• _Exercise_:
Each line from the one containing "Objective — for every instance of the white arch" to the end of the listing below should be output exactly; no other line is wanted.

┌──

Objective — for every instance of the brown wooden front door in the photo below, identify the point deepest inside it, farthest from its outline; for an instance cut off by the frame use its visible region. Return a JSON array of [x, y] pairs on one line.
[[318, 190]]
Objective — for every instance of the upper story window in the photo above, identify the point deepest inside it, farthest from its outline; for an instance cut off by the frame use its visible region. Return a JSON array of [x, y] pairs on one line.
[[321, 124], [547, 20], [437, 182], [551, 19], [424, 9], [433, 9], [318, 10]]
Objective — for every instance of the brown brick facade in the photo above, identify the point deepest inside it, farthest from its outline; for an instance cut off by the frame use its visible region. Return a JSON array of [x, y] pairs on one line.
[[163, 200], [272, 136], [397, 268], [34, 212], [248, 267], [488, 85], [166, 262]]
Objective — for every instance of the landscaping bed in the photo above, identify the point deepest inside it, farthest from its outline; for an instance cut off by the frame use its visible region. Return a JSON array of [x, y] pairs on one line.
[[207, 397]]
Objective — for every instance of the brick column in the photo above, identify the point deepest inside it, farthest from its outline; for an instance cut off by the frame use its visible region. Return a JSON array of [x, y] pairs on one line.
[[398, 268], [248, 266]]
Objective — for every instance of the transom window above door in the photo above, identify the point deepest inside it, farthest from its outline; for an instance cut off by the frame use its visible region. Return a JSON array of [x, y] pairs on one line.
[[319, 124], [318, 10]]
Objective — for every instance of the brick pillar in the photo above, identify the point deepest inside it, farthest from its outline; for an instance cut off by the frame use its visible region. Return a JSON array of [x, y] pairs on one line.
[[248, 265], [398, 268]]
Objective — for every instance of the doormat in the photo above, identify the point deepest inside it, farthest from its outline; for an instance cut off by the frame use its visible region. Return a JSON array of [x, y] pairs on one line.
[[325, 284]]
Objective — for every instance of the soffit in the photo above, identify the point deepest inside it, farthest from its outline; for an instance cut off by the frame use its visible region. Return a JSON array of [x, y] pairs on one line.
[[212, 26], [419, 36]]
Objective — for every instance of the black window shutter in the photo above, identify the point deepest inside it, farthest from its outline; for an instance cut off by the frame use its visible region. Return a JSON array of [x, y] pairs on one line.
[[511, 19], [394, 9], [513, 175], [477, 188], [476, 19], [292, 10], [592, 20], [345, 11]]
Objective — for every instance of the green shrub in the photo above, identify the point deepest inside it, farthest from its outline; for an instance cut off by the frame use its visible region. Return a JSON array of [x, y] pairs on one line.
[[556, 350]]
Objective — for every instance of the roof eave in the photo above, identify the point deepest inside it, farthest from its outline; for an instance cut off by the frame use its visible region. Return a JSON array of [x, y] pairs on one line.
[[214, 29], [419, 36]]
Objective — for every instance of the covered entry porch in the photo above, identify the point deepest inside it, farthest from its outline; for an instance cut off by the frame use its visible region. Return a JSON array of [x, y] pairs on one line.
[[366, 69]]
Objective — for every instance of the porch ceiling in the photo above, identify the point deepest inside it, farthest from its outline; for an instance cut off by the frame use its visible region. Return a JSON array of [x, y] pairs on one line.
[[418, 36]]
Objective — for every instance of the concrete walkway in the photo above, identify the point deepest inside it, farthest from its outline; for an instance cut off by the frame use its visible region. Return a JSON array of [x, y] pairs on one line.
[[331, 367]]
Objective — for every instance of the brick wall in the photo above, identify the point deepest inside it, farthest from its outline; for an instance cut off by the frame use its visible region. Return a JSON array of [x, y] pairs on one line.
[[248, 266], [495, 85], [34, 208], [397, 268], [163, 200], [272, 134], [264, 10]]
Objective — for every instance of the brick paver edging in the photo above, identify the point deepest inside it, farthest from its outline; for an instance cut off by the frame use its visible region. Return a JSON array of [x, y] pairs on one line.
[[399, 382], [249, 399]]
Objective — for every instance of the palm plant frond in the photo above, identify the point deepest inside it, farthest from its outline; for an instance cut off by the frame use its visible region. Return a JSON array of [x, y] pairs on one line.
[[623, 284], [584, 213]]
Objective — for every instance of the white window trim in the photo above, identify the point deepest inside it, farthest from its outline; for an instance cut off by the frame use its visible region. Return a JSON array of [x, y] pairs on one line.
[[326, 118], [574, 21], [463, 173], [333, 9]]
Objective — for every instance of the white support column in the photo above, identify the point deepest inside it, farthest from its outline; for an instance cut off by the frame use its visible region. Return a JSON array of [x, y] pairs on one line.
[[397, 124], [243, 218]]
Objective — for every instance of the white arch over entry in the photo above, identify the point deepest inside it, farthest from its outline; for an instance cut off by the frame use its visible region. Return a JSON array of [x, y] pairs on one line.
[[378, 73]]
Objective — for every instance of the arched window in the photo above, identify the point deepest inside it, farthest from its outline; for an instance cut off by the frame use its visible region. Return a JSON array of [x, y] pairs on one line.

└──

• _Task answer_:
Objective — for every instance of the white arch over entry in the photo above, identify the point deepest inside it, farthest from its outline; for an instance cut off by the frame use its visible region. Return a JSON array of [x, y] pairs on one line.
[[378, 73]]
Objective — for every instance of the arched window in the photo above, identify the point deepest inside it, farthest from its outline; for an instance cut off by the frame use its visible region. Return a JSON array of [x, y] pairs on one line.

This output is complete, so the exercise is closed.